** Input records follows **

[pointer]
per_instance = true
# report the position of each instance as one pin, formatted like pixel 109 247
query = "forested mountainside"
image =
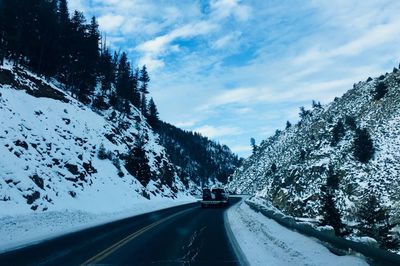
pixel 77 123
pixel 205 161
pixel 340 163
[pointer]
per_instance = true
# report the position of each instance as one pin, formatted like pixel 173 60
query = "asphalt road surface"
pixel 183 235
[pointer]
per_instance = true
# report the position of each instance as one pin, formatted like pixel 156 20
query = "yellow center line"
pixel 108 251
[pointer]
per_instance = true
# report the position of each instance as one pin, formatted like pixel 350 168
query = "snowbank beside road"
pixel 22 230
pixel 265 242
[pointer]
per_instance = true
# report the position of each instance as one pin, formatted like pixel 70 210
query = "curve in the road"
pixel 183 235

** End of Input records **
** Input records follows **

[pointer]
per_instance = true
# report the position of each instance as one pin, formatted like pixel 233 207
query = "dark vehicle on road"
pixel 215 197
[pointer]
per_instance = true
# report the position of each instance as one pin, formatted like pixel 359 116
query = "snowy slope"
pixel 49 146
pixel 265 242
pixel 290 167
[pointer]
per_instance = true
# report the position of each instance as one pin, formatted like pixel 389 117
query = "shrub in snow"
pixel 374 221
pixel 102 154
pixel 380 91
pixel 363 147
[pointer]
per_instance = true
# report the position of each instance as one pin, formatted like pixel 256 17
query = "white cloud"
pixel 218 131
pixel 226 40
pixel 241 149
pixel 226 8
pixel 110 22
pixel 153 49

** End of Input records **
** Input records follows **

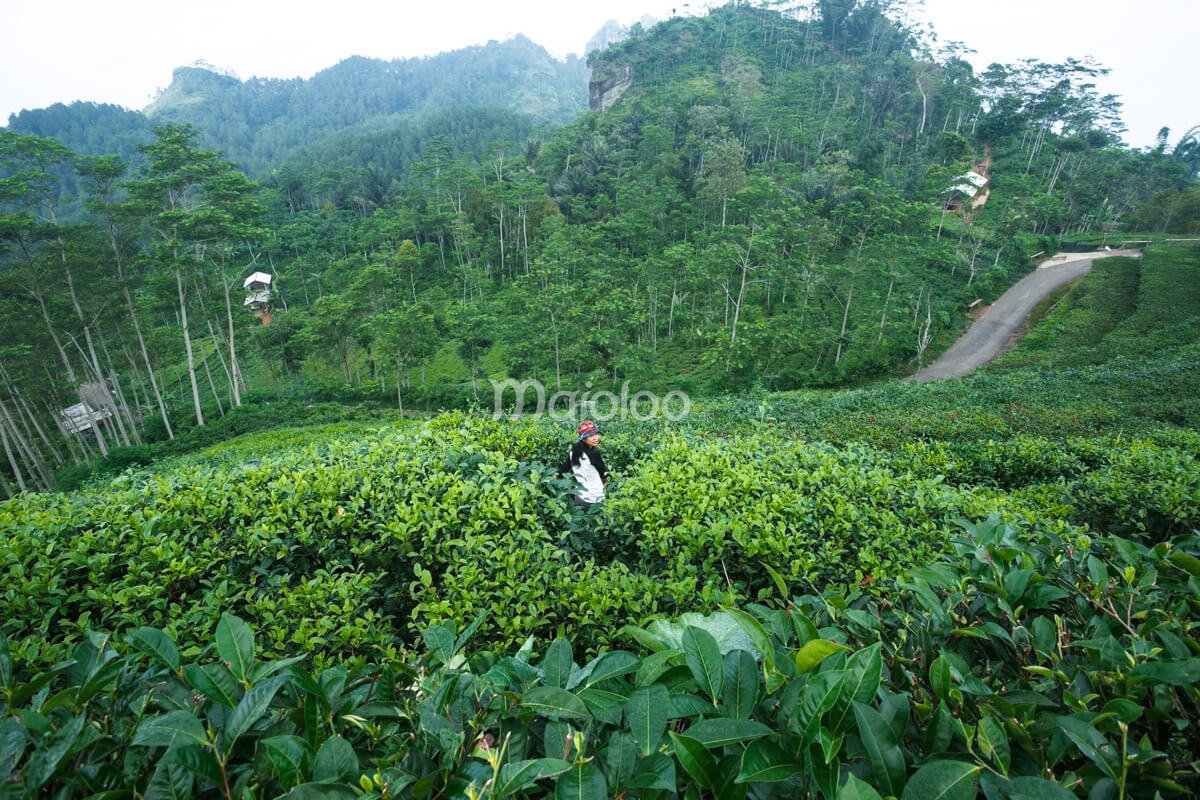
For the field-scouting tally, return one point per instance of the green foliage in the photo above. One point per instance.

** End of Input records **

### What is required:
In the material above, show every line where the word "like" turns up.

### Answer box:
# report the position of each instance as one pin, formatted like pixel 109 247
# report the position of each instance as one pin, formatted like pixel 173 60
# report the position of each instance as one pin, formatted like pixel 156 20
# report the position of each instance as one pin, formatted like pixel 350 168
# report the position of each instance as one pin, formatted like pixel 70 210
# report the position of each instance as one pin, formatted like pixel 233 207
# report the position of each instance as one pin, formatted like pixel 359 116
# report the position of each instance as one pin, formatted like pixel 389 117
# report the position of each instance as one pin, formatted like pixel 256 17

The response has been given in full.